§ **Extracted text**
[start]
问题
If I use a break statement, it will only break inner loop and I need to use some flag to break the outer loop. But if there are many nested loops, the code will not look good.
Is there any other way to break all of the loops? (Please don\'t use goto stmt.)
for(int i = 0; i < 1000; i++) {
for(int j = 0; j < 1000; j++) {
if(condition) {
// both of the loops need to break and control will go to stmt2
}
}
}
stmt2
回答1:
Use:
if (condition) {
i = j = 1000;
break;
}
回答2:
No, don't spoil the fun with a break. This is the last remaining valid use of goto ;)
If not this then you could use flags to break out of deep nested loops.
Another approach to breaking out of a nested loop is to factor out both loops into a separate function, and return from that function when you want to exit.
Summarized - to break out of nested loops:
- use
goto - use flags
- factor out loops into separate function calls
Couldn't resist including xkcd here :)
source
Goto's are considered harmful but as many people in the comments suggest it need not be. If used judiciously it can be a great tool. Anything used in moderation is fun.
回答3:
bool stop = false;
for (int i = 0; (i < 1000) && !stop; i++)
{
for (int j = 0; (j < 1000) && !stop; j++)
{
if (condition)
stop = true;
}
}
回答4:
One way is to put all the nested loops into a function and return from the inner most loop incase of a need to break out of all loops.
[end]
§ **Objective 1**
Which lines of the listing below contain the word "player"? Pick out each one and copy it in full.

§ **Records**
[start]
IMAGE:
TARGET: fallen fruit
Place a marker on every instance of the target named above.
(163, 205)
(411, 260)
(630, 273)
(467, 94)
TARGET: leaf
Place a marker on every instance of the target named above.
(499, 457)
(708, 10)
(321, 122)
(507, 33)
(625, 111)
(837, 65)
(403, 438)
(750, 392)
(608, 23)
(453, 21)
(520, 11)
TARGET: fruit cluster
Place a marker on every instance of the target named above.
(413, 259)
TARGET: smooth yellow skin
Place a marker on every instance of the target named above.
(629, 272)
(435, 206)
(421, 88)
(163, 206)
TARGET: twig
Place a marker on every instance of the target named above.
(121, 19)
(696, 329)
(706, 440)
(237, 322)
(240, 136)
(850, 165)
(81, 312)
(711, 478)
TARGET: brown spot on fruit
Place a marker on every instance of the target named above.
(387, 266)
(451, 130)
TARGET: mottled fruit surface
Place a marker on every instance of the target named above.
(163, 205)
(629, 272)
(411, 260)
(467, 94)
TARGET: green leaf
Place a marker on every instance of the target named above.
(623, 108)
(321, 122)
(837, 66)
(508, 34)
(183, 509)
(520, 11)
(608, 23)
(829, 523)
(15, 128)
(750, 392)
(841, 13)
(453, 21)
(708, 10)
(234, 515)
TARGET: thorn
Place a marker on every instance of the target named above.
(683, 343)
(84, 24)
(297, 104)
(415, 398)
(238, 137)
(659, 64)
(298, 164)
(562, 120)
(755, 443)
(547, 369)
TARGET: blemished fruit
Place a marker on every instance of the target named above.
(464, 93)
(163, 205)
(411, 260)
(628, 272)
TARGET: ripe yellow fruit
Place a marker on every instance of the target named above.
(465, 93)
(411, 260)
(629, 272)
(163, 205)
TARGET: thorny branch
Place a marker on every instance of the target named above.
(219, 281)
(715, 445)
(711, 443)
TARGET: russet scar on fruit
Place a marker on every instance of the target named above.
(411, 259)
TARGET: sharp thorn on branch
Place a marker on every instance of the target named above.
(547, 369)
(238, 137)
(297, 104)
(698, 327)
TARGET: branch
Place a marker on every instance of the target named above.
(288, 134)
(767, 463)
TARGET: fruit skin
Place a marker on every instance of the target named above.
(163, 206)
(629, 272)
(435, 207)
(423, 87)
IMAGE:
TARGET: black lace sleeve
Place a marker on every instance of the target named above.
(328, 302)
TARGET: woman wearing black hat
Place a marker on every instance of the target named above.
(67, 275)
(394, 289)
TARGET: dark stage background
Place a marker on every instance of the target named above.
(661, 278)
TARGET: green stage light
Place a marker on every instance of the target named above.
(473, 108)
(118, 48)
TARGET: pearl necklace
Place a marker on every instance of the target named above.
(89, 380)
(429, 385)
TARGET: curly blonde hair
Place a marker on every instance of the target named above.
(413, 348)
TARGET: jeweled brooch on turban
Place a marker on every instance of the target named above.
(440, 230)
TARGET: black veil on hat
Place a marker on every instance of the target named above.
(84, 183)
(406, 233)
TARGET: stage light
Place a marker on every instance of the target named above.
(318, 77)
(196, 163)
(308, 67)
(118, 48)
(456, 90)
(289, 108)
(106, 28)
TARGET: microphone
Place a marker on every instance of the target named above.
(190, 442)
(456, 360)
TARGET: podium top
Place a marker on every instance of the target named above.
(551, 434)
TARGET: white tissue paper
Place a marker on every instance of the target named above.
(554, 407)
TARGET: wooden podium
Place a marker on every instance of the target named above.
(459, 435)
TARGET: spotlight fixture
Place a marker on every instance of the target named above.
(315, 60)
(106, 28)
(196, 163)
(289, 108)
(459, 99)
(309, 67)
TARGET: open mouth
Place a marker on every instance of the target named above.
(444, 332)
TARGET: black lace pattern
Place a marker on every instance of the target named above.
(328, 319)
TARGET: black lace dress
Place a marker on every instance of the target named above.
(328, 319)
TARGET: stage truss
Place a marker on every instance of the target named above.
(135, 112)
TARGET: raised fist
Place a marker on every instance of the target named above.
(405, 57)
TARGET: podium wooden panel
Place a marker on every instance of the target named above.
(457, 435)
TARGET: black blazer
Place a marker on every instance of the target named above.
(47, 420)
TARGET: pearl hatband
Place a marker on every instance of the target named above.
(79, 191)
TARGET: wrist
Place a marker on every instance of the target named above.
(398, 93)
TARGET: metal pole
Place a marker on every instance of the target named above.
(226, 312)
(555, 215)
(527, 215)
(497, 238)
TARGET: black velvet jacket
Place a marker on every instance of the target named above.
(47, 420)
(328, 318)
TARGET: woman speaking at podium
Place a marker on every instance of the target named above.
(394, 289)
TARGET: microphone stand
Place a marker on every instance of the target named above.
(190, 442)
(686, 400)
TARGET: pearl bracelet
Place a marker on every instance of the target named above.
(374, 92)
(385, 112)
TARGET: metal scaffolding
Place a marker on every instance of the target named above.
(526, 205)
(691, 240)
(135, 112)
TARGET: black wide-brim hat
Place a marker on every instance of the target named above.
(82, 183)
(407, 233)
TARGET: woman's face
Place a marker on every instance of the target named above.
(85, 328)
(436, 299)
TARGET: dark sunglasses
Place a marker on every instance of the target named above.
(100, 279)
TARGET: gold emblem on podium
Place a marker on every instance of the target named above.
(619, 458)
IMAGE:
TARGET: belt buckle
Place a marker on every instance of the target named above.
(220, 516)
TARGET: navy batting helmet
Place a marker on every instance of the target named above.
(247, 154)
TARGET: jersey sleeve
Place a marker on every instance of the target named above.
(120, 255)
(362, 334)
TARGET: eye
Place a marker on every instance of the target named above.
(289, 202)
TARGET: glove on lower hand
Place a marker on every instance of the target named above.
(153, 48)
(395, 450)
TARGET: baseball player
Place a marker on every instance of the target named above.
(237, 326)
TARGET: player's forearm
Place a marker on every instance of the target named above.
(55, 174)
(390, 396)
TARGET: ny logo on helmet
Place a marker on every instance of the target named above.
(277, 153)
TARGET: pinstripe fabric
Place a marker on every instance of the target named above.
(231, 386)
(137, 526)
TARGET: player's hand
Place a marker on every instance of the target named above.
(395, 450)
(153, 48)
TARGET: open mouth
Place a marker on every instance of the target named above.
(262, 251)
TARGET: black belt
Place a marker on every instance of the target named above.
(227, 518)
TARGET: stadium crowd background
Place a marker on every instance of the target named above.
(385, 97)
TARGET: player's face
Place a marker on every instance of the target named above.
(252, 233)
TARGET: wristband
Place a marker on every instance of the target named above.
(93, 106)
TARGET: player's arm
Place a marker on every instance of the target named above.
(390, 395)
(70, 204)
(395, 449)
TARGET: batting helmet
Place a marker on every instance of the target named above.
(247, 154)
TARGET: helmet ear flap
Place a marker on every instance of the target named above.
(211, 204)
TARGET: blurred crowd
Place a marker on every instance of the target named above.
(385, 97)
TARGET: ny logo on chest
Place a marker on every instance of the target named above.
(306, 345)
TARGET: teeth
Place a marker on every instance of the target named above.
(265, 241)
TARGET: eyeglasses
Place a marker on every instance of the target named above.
[end]
§ **Objective 2**
Can you copy the passage in the thread above on breaking out of nested loops from "Another approach to" to "1000) && !stop; i++)", word for word?

§ **Answer 1**
TARGET: baseball player
TARGET: player's forearm
TARGET: player's hand
TARGET: player's face
TARGET: player's arm

§ **Answer 2**
Another approach to breaking out of a nested loop is to factor out both loops into a separate function, and return from that function when you want to exit.
Summarized - to break out of nested loops:
- use
goto - use flags
- factor out loops into separate function calls
Couldn't resist including xkcd here :)
source
Goto's are considered harmful but as many people in the comments suggest it need not be. If used judiciously it can be a great tool. Anything used in moderation is fun.
回答3:
bool stop = false;
for (int i = 0; (i < 1000) && !stop; i++)